:: Provided passage ::
You can also use Hugging Face's `AutoModelForPeftCausalLM`. Only use this if you do not have `unsloth` installed. It can be hopelessly slow, since `4bit` model downloading is not supported, and Unsloth's **inference is 2x faster**.

In [24]:
if False:

    from peft import AutoPeftModelForCausalLM
    from transformers import AutoTokenizer
    model = AutoPeftModelForCausalLM.from_pretrained(
        "lora_model",
        load_in_4bit = load_in_4bit,
    )
    tokenizer = AutoTokenizer.from_pretrained("lora_model")

### Saving to float16 for VLLM

We also support saving to `float16` directly. Select `merged_16bit` for float16 or `merged_4bit` for int4. We also allow `lora` adapters as a fallback. Use `push_to_hub_merged` to upload to your Hugging Face account! You can go to https://huggingface.co/settings/tokens for your personal tokens.

In [21]:
# Merge to 16bit
if False: model.save_pretrained_merged("model", tokenizer, save_method = "merged_16bit",)

:: Challenges ::
A. In the notebook excerpt, which option should you select to save in int4?
B. Quote the notebook excerpt from "### Saving to" to "your personal tokens.".

:: Raw data ::
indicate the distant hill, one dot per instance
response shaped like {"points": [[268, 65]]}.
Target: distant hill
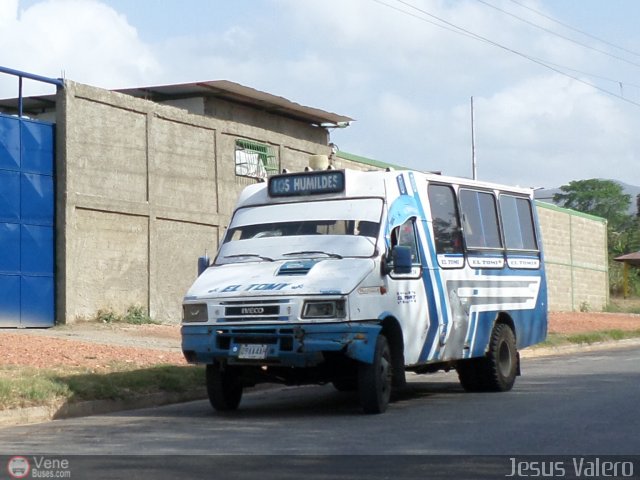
{"points": [[547, 194]]}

:: Answers ::
A. `merged_4bit`

B.
### Saving to float16 for VLLM

We also support saving to `float16` directly. Select `merged_16bit` for float16 or `merged_4bit` for int4. We also allow `lora` adapters as a fallback. Use `push_to_hub_merged` to upload to your Hugging Face account! You can go to https://huggingface.co/settings/tokens for your personal tokens.